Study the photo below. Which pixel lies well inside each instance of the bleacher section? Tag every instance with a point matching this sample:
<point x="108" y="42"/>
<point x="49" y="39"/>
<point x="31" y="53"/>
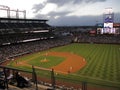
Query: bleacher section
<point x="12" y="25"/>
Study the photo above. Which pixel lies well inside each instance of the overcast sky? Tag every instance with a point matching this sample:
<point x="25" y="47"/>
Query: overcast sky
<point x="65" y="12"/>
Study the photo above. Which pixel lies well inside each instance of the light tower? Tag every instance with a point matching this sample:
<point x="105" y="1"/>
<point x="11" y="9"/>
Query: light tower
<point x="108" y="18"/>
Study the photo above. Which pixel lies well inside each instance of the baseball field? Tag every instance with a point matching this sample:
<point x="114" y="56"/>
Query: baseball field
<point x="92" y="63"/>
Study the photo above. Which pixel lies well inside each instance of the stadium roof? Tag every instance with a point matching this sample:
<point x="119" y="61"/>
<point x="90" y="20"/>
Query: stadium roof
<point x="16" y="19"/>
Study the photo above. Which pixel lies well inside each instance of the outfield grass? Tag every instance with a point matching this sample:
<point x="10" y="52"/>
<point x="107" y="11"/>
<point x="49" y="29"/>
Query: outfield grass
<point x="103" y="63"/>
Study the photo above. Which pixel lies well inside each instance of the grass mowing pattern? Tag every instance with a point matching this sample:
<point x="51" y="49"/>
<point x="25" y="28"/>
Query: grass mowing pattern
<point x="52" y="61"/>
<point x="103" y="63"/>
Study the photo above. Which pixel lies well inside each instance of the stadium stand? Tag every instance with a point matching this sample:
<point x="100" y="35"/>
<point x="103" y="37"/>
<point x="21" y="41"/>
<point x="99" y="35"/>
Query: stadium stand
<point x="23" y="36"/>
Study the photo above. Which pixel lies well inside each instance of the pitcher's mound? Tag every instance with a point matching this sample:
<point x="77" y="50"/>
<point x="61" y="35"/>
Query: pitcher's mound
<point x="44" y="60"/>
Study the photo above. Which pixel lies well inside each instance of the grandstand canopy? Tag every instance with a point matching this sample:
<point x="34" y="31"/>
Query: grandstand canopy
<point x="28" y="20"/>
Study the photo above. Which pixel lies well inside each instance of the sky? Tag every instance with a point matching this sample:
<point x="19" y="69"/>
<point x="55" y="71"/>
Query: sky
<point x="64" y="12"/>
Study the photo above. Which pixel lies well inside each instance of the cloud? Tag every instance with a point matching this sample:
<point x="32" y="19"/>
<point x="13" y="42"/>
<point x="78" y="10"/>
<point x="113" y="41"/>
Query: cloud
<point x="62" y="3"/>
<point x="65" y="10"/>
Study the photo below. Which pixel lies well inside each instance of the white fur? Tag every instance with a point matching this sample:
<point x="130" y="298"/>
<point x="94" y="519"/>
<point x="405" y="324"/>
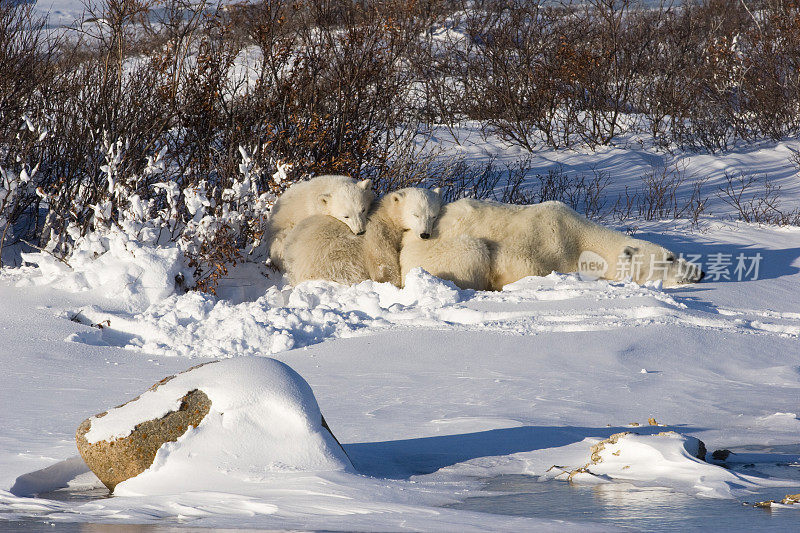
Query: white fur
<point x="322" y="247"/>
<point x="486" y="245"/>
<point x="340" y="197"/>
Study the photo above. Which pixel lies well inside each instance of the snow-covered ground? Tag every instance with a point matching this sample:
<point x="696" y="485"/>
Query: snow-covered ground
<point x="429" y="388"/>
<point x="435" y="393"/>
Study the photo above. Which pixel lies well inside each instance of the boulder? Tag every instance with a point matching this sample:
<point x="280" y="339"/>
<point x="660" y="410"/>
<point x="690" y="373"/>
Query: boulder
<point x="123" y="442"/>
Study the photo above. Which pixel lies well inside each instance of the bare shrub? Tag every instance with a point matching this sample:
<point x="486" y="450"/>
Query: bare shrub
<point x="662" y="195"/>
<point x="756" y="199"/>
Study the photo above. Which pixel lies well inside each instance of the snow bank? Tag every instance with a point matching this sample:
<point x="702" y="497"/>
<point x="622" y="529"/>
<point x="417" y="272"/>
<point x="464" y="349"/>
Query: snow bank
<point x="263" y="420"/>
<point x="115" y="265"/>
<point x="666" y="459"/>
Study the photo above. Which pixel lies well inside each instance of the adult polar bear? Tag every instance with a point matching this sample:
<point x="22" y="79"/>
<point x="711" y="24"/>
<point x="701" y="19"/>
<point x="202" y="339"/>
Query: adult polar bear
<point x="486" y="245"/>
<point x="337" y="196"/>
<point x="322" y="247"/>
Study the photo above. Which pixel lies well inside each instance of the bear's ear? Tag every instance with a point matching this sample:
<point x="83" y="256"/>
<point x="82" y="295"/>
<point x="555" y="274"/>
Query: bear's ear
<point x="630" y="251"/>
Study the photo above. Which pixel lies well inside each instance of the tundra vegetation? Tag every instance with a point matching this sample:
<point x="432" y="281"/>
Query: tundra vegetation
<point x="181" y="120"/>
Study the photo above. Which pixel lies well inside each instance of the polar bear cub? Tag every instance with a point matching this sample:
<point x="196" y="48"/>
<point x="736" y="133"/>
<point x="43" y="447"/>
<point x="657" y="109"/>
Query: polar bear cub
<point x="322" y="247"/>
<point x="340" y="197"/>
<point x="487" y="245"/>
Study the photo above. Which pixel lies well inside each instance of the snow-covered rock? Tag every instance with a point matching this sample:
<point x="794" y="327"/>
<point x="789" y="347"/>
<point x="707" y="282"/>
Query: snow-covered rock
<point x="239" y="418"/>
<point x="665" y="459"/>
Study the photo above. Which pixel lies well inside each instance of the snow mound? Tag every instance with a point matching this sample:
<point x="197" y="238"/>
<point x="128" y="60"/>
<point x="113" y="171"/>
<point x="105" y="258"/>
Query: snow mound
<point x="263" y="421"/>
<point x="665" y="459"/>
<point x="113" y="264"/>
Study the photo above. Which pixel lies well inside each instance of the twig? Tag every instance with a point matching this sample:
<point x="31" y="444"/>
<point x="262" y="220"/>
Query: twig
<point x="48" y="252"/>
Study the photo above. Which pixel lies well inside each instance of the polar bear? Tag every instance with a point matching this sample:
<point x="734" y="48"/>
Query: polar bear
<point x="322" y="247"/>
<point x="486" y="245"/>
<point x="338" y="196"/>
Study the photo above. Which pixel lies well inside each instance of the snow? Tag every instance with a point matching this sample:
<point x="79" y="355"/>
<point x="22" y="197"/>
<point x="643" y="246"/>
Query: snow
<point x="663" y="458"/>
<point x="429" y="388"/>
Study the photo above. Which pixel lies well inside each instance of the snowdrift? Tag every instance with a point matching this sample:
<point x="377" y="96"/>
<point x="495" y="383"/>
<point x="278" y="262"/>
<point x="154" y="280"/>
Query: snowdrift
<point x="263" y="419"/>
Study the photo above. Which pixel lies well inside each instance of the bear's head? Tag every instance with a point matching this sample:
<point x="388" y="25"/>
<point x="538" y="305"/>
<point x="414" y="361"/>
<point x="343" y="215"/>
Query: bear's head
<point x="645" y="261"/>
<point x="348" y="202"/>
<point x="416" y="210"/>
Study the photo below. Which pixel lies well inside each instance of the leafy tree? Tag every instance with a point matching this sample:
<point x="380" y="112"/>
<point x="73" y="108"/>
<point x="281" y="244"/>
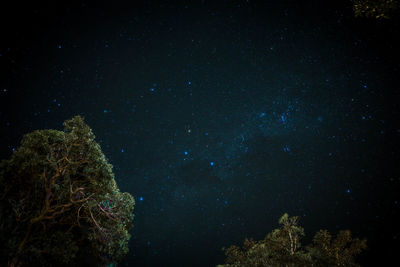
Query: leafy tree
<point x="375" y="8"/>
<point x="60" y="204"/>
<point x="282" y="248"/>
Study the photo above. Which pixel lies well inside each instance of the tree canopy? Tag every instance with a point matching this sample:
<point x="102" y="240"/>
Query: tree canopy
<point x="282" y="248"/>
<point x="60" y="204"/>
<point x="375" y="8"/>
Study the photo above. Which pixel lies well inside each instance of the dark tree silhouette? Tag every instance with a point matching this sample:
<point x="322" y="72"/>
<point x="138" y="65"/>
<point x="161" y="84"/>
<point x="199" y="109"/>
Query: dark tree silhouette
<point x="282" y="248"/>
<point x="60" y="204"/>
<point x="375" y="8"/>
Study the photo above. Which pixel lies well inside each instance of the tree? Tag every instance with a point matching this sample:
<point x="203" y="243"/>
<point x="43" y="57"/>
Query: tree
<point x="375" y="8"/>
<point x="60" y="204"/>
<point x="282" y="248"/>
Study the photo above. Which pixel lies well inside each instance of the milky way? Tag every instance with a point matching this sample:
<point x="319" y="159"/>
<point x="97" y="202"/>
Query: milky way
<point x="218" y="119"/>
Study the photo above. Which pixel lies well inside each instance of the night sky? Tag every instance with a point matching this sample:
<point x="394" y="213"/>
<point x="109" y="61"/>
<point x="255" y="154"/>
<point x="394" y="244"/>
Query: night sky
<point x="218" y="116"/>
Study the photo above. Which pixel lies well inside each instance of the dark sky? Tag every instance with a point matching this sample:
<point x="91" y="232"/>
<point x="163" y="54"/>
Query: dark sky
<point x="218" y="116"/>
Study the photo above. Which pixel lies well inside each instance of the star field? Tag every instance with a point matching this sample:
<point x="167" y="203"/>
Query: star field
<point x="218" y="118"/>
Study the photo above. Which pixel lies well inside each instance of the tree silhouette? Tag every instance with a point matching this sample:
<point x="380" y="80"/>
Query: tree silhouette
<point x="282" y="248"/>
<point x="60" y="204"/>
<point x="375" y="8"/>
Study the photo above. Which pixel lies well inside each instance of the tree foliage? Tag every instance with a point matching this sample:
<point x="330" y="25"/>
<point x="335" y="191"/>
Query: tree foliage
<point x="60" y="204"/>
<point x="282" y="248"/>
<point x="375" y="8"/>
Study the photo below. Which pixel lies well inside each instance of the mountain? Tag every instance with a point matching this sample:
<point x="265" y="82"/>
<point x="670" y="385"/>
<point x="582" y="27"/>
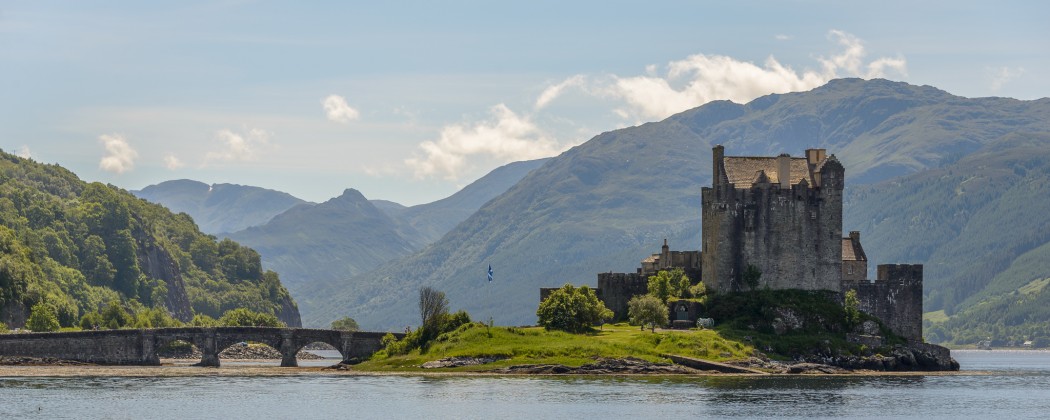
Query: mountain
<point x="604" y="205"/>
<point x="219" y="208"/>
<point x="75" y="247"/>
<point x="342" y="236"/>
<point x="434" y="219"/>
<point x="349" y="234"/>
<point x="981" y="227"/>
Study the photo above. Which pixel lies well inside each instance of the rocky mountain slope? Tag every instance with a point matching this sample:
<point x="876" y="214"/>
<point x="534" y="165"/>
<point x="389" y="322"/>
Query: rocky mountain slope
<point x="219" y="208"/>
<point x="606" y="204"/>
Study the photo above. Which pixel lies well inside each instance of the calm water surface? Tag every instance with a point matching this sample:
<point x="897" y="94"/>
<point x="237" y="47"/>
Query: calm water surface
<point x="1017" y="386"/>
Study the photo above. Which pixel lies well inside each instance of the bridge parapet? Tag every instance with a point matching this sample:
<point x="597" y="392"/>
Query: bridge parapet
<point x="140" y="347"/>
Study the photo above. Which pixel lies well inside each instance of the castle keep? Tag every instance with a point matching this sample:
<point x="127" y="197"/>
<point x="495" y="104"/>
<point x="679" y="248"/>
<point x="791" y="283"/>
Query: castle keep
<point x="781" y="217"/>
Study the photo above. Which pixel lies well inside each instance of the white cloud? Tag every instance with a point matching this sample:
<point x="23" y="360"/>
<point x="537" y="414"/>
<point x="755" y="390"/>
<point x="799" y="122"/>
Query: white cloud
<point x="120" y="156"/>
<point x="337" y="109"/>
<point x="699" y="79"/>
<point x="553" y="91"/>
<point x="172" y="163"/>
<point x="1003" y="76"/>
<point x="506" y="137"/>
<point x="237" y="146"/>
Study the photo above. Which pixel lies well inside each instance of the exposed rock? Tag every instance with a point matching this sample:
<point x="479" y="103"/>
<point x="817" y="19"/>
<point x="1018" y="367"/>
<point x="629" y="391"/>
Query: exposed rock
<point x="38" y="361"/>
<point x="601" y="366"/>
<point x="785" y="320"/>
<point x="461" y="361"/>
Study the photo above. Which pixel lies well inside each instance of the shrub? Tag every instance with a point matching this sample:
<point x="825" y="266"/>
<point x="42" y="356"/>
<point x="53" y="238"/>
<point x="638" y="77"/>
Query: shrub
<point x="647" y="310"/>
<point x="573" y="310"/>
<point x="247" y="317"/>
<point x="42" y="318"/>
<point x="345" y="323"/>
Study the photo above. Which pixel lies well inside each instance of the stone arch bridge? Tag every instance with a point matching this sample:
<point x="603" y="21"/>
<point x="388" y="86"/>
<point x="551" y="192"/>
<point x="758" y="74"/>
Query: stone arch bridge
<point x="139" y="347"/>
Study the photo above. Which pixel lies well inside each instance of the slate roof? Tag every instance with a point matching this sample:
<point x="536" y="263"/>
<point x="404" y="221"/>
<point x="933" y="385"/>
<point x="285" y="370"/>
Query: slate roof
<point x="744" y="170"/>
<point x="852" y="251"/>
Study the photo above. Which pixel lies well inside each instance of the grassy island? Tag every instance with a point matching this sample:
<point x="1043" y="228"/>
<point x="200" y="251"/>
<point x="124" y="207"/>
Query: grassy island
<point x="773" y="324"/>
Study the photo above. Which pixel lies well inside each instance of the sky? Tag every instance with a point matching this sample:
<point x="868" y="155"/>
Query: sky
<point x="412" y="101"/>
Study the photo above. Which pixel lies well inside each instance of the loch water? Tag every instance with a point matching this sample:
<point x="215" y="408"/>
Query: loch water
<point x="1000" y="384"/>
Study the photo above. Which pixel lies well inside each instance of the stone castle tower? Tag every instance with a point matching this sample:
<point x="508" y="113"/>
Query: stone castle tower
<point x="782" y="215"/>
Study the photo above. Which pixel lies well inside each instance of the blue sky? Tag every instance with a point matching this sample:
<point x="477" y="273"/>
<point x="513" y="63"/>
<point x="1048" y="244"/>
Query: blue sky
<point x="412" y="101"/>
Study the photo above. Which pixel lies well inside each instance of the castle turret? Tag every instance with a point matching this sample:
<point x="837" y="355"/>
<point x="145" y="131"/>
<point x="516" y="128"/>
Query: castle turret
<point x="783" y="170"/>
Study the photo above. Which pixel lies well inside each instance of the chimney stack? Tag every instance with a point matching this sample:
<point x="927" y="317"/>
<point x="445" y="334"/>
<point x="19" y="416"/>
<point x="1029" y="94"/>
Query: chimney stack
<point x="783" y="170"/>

.....

■ Task details
Your task is to output exactly the lines running from the one with "of the loch" through the final line of the material above, with both ends included.

■ Response to this exercise
Study the photo above. Which pixel lies well inside each instance of the loch water? Tag every instance with a point matching this sample:
<point x="215" y="408"/>
Query: loch water
<point x="1000" y="384"/>
Study the photo above. Which pixel lies well inside each instance of the stone castle tower? Tag every instance with a point matching this sample:
<point x="508" y="113"/>
Query: stone castle tower
<point x="782" y="215"/>
Study the photo above. Which pixel lies well inside each instance of the blue sky? Tag every instance with a point matching this sample:
<point x="477" y="273"/>
<point x="513" y="63"/>
<point x="1048" y="244"/>
Query: blue sky
<point x="412" y="101"/>
Study the photo above. Which pixel lies well inside each instance of the castle turret? Tag every instance with a point matching this sample:
<point x="837" y="355"/>
<point x="145" y="131"/>
<point x="516" y="128"/>
Query: castle turret
<point x="783" y="170"/>
Study the photo above. Which pixel lies well inside each instance of the chimney stack? Tag every instance with a point matching this sample:
<point x="927" y="317"/>
<point x="445" y="334"/>
<point x="19" y="416"/>
<point x="1029" y="94"/>
Query: chimney stack
<point x="783" y="170"/>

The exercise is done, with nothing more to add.